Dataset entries
*-*-*

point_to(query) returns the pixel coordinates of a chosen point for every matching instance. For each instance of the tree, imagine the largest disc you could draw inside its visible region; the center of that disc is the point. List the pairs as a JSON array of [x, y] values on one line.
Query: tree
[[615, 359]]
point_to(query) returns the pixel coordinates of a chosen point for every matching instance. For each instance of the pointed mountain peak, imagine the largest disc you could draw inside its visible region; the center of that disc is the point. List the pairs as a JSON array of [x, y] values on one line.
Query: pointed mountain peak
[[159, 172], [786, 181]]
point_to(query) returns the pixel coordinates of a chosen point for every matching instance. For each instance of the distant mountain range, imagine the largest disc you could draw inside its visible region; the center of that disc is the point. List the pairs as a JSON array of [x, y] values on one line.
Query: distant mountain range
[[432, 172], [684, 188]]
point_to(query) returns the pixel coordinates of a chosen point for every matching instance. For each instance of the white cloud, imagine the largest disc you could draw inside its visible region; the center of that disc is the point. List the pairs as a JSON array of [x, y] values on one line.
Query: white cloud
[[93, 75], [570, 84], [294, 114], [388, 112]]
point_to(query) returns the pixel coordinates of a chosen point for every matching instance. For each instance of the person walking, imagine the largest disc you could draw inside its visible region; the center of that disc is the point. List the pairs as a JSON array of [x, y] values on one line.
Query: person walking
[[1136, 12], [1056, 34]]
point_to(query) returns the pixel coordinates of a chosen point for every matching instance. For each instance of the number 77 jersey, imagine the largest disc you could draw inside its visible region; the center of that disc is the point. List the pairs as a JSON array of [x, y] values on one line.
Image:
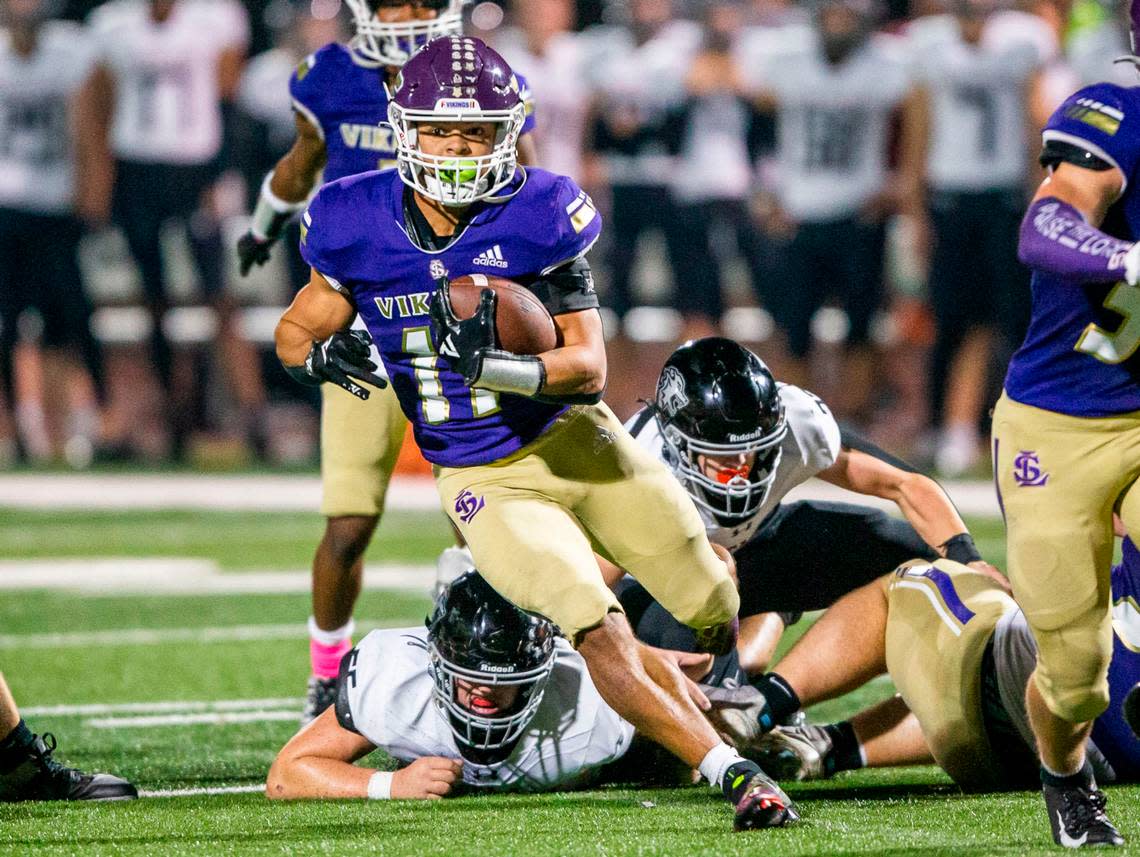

*-*-*

**What you are asked to do:**
The line above containing "Query: white cloud", the line containing "of the person", and every line between them are to be transcribed exactly; no other line is wanted.

**Finished exercise:**
Query: white cloud
[[93, 75], [570, 84], [294, 114], [388, 112]]
point_to(query) returns the pixel coordinates of a chosen point for every matching instance. For each instance of the person walking, imagine the largest disc you could draw inside its visible region; the center of that disc is the point. List the pairs as a JSON array of [x, y] values on one line.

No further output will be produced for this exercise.